**Consigne 1:**
Restituez sans modification le passage de l'arrêt du Tribunal fédéral qui commence par « A.a. A.________ Sàrl » et se termine par « canton de Vaud. ».

**Texte fourni:**

Bundesgericht
Tribunal fédéral
Tribunale federale
Tribunal federal
9C_371/2023
Arrêt du 8 novembre 2023
IIIe Cour de droit public
Composition
MM. et Mme les Juges fédéraux Parrino, Président, Moser-Szeless et Beusch.
Greffier : M. Bürgisser.
Participants à la procédure
A.________ Sàrl,
représentée par Me Yves Auberson, avocat,
recourante,
contre
Administration cantonale des impôts du canton de Vaud,
route de Berne 46, 1014 Lausanne,
intimée.
Objet
Impôts cantonaux et communaux du canton de Vaud, périodes fiscales 2010 et 2011,
recours contre l'arrêt du Tribunal cantonal du canton de Vaud du 28 avril 2023 (FI.2021.0133).
Faits :
A.
A.a. A.________ Sàrl (ci-après: la société ou la contribuable), dont le siège se situe dans le canton de Fribourg, exploite une succursale à Payerne. A ce titre, elle est également assujettie à l'impôt dans le canton de Vaud.
A.b. En août 2011, la société a déposé sa déclaration d'impôt relative à l'année 2010 auprès de l'Office d'impôt des personnes morales du canton de Vaud (ci-après: l'office d'impôt). Cet office l'a taxée pour l'impôt fédéral direct (ci-après: IFD) et pour les impôts cantonaux et communaux (ci-après: ICC) pour la période fiscale 2010, sur la base d'un bénéfice imposable de 118'000 fr. et d'un capital propre imposable de 20'000 fr. (décision du 24 juillet 2013).
Après avoir déposé sa déclaration d'impôt pour la période fiscale 2011, A.________ Sàrl a été taxée pour l'IFD et les ICC 2011 sur la base d'un bénéfice imposable de 59'300 fr. et d'un capital propre imposable de 20'000 fr. (décision du 5 septembre 2013 de l'office d'impôt). L'office d'impôt a également fait notifier à la contribuable un commandement de payer portant sur les ICC de la période fiscale 2010, le 12 novembre 2013.
Par courrier du 20 novembre 2013, la société a formé réclamation contre les décisions de taxation des 24 juillet 2013 et 5 septembre 2013, en sollicitant une restitution de délai. Le 17 janvier 2014, l'office d'impôt lui a adressé une "proposition de règlement", dans laquelle elle déclarait irrecevable la réclamation déposée pour cause de tardiveté et confirmait les décisions de taxation contestées. Les 11 et 18 février 2014, la contribuable a maintenu sa réclamation.

Extrait du jeu de données:
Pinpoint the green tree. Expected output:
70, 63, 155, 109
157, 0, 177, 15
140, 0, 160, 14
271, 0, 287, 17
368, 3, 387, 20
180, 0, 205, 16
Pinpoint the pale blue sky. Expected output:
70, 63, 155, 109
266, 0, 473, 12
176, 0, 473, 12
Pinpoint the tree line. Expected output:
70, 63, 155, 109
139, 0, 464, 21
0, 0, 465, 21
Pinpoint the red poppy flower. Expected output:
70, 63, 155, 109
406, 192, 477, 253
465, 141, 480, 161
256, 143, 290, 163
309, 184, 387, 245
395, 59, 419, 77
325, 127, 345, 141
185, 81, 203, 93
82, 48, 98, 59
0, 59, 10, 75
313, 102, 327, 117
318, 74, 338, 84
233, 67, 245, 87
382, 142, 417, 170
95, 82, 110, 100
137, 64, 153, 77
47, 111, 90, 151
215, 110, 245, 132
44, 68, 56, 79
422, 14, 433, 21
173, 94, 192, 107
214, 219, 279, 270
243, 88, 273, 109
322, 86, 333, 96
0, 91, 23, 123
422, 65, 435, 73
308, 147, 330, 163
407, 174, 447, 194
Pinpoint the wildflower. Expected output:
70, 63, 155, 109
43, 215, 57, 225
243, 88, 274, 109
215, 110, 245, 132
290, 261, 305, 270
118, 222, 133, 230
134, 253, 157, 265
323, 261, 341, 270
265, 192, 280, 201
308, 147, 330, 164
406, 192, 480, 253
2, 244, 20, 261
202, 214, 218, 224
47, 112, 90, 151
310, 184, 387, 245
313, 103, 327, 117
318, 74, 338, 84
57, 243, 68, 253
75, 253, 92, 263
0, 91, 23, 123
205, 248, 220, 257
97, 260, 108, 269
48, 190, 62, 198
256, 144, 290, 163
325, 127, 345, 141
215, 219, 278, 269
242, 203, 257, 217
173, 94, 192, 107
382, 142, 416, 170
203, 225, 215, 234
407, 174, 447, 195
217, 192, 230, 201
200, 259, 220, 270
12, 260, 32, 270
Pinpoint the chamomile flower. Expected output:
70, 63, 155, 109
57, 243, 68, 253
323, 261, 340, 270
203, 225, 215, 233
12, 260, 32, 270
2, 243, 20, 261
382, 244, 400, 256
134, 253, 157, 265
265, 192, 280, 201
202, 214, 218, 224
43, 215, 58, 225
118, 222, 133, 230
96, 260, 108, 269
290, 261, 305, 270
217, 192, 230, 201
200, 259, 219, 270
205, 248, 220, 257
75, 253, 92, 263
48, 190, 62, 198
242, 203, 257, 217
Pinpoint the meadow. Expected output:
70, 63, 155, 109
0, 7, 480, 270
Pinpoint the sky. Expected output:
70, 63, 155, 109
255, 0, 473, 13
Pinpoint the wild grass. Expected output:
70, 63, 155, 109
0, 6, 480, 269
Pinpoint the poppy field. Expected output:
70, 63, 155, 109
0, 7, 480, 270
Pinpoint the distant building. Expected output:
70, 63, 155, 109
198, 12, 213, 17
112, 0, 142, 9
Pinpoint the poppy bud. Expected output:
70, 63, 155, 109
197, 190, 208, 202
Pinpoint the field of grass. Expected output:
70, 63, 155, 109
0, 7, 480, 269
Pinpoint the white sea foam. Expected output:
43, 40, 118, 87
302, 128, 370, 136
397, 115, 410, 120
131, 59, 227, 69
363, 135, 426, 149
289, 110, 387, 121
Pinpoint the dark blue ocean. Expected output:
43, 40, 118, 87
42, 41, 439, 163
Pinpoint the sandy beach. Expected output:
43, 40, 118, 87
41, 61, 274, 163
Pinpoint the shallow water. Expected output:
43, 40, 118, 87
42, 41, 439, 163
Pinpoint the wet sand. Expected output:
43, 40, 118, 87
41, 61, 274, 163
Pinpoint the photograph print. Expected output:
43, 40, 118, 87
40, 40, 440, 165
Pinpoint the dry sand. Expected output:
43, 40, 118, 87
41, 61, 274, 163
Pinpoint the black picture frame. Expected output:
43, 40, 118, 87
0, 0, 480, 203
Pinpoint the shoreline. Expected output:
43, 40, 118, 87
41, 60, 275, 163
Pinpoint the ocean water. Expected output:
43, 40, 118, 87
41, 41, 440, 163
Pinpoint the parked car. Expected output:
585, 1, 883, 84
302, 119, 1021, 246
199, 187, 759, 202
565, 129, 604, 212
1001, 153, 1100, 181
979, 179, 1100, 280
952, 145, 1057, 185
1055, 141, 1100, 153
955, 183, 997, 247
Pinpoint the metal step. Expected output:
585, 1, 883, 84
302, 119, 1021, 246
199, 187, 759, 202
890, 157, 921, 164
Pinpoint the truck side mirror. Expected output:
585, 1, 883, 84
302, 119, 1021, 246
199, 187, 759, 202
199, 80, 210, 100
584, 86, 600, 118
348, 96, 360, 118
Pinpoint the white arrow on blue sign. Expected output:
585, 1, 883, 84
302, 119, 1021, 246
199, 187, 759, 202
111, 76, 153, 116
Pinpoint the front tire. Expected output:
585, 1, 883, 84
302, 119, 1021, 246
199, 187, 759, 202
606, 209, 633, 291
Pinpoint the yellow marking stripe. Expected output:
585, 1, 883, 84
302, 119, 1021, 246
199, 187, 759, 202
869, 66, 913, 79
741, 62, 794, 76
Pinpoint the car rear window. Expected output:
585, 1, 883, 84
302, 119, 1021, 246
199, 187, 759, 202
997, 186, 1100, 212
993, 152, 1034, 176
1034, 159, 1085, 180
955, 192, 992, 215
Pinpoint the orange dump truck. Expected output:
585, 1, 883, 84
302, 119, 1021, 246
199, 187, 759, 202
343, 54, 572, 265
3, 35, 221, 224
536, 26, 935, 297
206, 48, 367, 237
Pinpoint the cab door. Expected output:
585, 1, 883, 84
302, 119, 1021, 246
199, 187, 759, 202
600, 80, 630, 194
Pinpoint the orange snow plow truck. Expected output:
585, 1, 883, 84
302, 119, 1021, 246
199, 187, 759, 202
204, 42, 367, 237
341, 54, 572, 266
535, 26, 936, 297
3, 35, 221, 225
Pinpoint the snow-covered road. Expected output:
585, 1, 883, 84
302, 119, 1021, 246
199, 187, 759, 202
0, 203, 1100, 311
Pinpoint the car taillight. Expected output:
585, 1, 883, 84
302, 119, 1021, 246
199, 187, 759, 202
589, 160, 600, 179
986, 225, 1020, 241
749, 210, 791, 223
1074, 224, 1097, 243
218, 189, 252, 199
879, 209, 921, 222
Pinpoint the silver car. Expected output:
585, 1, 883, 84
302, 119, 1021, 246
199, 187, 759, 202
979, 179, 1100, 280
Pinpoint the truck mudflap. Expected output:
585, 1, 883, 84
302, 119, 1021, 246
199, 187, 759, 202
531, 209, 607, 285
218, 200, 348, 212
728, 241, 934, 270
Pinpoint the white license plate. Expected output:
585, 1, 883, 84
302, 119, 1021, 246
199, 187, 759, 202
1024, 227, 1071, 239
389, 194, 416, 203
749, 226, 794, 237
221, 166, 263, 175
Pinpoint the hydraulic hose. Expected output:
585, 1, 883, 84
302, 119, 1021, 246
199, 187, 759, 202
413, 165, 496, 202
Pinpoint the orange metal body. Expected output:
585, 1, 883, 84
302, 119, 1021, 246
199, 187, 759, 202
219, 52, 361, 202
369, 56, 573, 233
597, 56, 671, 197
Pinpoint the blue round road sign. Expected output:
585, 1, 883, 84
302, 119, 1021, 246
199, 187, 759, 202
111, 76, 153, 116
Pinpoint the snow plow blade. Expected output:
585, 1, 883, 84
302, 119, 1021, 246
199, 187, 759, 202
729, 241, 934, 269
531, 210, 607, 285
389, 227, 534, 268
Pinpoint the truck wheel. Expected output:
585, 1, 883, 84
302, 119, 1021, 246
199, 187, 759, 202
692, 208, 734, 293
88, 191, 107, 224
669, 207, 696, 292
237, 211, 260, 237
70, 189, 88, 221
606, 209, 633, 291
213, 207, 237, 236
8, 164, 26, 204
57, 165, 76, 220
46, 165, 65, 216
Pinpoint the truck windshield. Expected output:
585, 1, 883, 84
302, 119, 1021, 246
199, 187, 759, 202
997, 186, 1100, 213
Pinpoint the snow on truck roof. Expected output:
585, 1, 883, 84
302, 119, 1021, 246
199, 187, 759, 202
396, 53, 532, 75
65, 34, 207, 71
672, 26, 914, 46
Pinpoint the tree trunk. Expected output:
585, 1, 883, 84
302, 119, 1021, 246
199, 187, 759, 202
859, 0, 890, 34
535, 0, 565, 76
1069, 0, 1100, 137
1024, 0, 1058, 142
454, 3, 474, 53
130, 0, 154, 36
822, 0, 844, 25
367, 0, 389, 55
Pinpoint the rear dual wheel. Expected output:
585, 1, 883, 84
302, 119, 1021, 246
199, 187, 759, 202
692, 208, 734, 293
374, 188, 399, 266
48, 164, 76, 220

**Consigne 2:**
Transposez en tableau Markdown les lignes de la liste, de celle qui contient « Pinpoint the white sea » jusqu'à celle qui contient « 0, 0, 480, 203 », toutes deux incluses. Utilisez les colonnes « N° » (numéro de rang) et « Ligne », et omettez les lignes vides.

**Réponse complète 1:**
A.a. A.________ Sàrl (ci-après: la société ou la contribuable), dont le siège se situe dans le canton de Fribourg, exploite une succursale à Payerne. A ce titre, elle est également assujettie à l'impôt dans le canton de Vaud.

**Réponse complète 2:**
| N° | Ligne |
|---|---|
| 1 | Pinpoint the white sea foam. Expected output: |
| 2 | 43, 40, 118, 87 |
| 3 | 302, 128, 370, 136 |
| 4 | 397, 115, 410, 120 |
| 5 | 131, 59, 227, 69 |
| 6 | 363, 135, 426, 149 |
| 7 | 289, 110, 387, 121 |
| 8 | Pinpoint the dark blue ocean. Expected output: |
| 9 | 43, 40, 118, 87 |
| 10 | 42, 41, 439, 163 |
| 11 | Pinpoint the sandy beach. Expected output: |
| 12 | 43, 40, 118, 87 |
| 13 | 41, 61, 274, 163 |
| 14 | Pinpoint the shallow water. Expected output: |
| 15 | 43, 40, 118, 87 |
| 16 | 42, 41, 439, 163 |
| 17 | Pinpoint the wet sand. Expected output: |
| 18 | 43, 40, 118, 87 |
| 19 | 41, 61, 274, 163 |
| 20 | Pinpoint the photograph print. Expected output: |
| 21 | 43, 40, 118, 87 |
| 22 | 40, 40, 440, 165 |
| 23 | Pinpoint the dry sand. Expected output: |
| 24 | 43, 40, 118, 87 |
| 25 | 41, 61, 274, 163 |
| 26 | Pinpoint the black picture frame. Expected output: |
| 27 | 43, 40, 118, 87 |
| 28 | 0, 0, 480, 203 |